Reproduce the data word for word, starting at the line that contains "Tag every instance of the muddy" and ending at the end of the data. Leave the pictures out of your answer.

[Photo-based point labeling data]
|---|

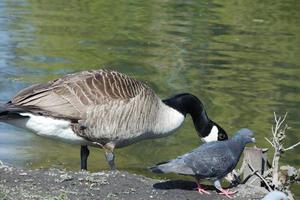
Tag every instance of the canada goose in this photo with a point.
(103, 108)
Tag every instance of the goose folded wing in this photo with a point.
(71, 95)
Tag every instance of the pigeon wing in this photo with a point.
(211, 160)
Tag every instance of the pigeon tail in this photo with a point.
(156, 169)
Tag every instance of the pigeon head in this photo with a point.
(216, 133)
(244, 136)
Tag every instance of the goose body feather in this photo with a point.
(95, 106)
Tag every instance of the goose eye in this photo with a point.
(221, 136)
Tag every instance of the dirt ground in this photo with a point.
(54, 184)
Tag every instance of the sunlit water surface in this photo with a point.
(241, 58)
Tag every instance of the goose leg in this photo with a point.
(84, 154)
(109, 155)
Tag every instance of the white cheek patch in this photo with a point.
(213, 135)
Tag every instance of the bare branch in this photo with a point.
(260, 176)
(270, 142)
(291, 147)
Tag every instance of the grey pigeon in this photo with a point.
(212, 160)
(275, 195)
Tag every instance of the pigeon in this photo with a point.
(275, 195)
(212, 160)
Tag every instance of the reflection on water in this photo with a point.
(241, 59)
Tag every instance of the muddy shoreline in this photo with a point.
(55, 184)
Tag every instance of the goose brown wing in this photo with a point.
(71, 95)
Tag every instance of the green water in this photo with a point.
(242, 58)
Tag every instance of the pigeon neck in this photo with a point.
(190, 104)
(237, 146)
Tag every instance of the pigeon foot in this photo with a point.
(201, 190)
(227, 193)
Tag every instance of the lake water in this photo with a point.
(242, 59)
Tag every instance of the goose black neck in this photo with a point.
(190, 104)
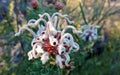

|---|

- [Full output]:
Tag every instance of the muddy shoreline in this photo with a point.
(55, 184)
Tag every instance of the goose brown wing in this photo with a point.
(71, 95)
Tag every instance of the green water in this photo with a point.
(242, 58)
Tag every instance of the pigeon neck in this photo with a point.
(190, 104)
(237, 146)
Tag every instance of the pigeon foot in this photo with a point.
(201, 190)
(227, 193)
Tag every instance of the lake water in this photo with a point.
(242, 59)
Tag every instance of the goose black neck in this photo with a point.
(190, 104)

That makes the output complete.